• **TASK REQUIREMENTS**:
Rewrite the data below, swapping each "single dot" for "single point" and leaving every other word untouched.

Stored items

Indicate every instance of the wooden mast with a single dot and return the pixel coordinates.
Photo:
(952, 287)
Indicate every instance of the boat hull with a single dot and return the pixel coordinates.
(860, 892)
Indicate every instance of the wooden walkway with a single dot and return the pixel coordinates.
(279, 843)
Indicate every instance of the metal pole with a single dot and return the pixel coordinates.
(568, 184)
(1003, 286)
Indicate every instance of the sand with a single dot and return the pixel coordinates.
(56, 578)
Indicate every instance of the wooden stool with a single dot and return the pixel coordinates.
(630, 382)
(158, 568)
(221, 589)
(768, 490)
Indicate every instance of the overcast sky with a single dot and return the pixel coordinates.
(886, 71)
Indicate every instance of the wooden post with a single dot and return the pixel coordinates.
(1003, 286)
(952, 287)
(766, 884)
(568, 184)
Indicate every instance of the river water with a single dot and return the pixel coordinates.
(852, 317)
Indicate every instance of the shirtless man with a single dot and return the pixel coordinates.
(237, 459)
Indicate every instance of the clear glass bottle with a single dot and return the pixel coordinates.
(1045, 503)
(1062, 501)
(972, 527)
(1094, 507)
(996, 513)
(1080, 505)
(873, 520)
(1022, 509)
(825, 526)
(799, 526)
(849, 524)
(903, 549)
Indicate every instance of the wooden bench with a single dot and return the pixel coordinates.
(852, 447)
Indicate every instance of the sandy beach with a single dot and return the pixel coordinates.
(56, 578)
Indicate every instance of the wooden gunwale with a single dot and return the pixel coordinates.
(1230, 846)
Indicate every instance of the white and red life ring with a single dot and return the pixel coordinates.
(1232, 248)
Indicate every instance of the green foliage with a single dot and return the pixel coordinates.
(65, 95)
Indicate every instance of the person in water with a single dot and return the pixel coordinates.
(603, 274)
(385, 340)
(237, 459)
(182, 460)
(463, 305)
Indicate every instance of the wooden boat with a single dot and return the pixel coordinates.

• **RESULT FOR THIS EXERCISE**:
Indicate every instance of the wooden mast with a single point and return the pixel coordinates.
Photo:
(952, 287)
Indicate every instance of the boat hull with a single point and return the pixel coordinates.
(860, 892)
Indicate every instance of the wooden walkway with a single point and return the pixel coordinates.
(279, 843)
Indicate every instance of the metal pole with a single point and return the pixel coordinates.
(568, 184)
(1003, 286)
Indicate every instance of the sand with a single point and return the pixel coordinates.
(56, 578)
Indicate every instance of the wooden stool with a single point and return the pixel coordinates.
(630, 382)
(158, 568)
(221, 589)
(768, 490)
Indicate every instance of the overcast sky with a single point and return the pixel coordinates.
(886, 71)
Indicate every instance of the wooden post with a single point and return the pixel coordinates.
(1003, 286)
(952, 287)
(766, 884)
(568, 184)
Indicate every instance of the river water with a single point and return the pixel coordinates.
(852, 317)
Indicate every instance of the shirtless man with a single point and return the pixel coordinates.
(237, 459)
Indicate every instance of the clear glass bottle with a single point and return the pixel coordinates.
(1045, 503)
(1062, 501)
(972, 527)
(1094, 507)
(996, 513)
(1080, 505)
(873, 520)
(1022, 509)
(825, 526)
(799, 526)
(849, 524)
(903, 549)
Indicate every instance of the wooden bench with a single point and return the pixel coordinates.
(852, 447)
Indicate every instance of the sandy beach with a single point and return the pixel coordinates.
(56, 578)
Indicate every instance of the wooden gunwale with a single point and return the pixel coordinates.
(1230, 846)
Indicate every instance of the white and red life ring with a single point and return the pixel coordinates.
(1232, 248)
Indicate every instance of the green foliage with a single point and return the pixel coordinates.
(65, 95)
Indicate every instance of the person in water with a single point and return the pixel coordinates.
(603, 274)
(385, 340)
(237, 459)
(182, 460)
(463, 305)
Indicate every instance of the wooden boat with a single point and return the pixel coordinates.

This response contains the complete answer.